Quote all of the data below word for word, keeping every line as it appears.

----- EXTRACTED RECORDS

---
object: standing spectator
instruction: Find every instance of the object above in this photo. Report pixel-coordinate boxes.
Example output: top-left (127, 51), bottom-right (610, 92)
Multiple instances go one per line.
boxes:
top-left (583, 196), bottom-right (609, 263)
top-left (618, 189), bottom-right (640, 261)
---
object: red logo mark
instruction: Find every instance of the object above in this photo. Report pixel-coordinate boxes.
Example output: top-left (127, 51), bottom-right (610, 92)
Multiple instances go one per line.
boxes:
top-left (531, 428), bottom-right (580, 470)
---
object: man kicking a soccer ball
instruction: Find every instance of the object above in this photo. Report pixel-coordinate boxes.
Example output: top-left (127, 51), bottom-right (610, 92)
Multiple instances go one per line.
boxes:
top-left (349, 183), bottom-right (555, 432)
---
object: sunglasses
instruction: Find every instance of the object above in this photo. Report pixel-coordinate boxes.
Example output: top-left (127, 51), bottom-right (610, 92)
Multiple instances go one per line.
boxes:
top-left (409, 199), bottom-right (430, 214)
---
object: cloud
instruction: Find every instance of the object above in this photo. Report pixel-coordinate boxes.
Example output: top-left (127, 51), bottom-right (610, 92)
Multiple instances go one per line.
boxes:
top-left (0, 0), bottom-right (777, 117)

----------

## COMPLETE RESPONSE
---
object: standing spectator
instruction: Find every instance of the object above in this photo. Report pixel-coordinate boxes.
Example output: top-left (127, 51), bottom-right (610, 92)
Multiple instances go one per line.
boxes:
top-left (583, 196), bottom-right (609, 263)
top-left (618, 189), bottom-right (640, 261)
---
object: red logo mark
instruction: Find every instance of the object above in this photo. Report pixel-coordinate boxes.
Example output: top-left (127, 51), bottom-right (610, 92)
Multiple instances go one per line.
boxes:
top-left (531, 428), bottom-right (580, 470)
---
object: man kicking a soccer ball
instruction: Find every instance of the object above in this photo. Report pixel-coordinate boxes.
Example output: top-left (127, 51), bottom-right (610, 92)
Multiple instances go one per line.
boxes:
top-left (349, 183), bottom-right (555, 432)
---
object: sunglasses
instruction: Find every instance of the object above in this photo. Report pixel-coordinate boxes.
Example output: top-left (127, 51), bottom-right (610, 92)
Multiple instances go one per line.
boxes:
top-left (409, 199), bottom-right (430, 214)
---
object: cloud
instruction: Find every instance of the object above in this photo. Report pixel-coordinate boxes.
Example output: top-left (127, 51), bottom-right (610, 92)
Multiple instances go one per line.
boxes:
top-left (0, 0), bottom-right (777, 117)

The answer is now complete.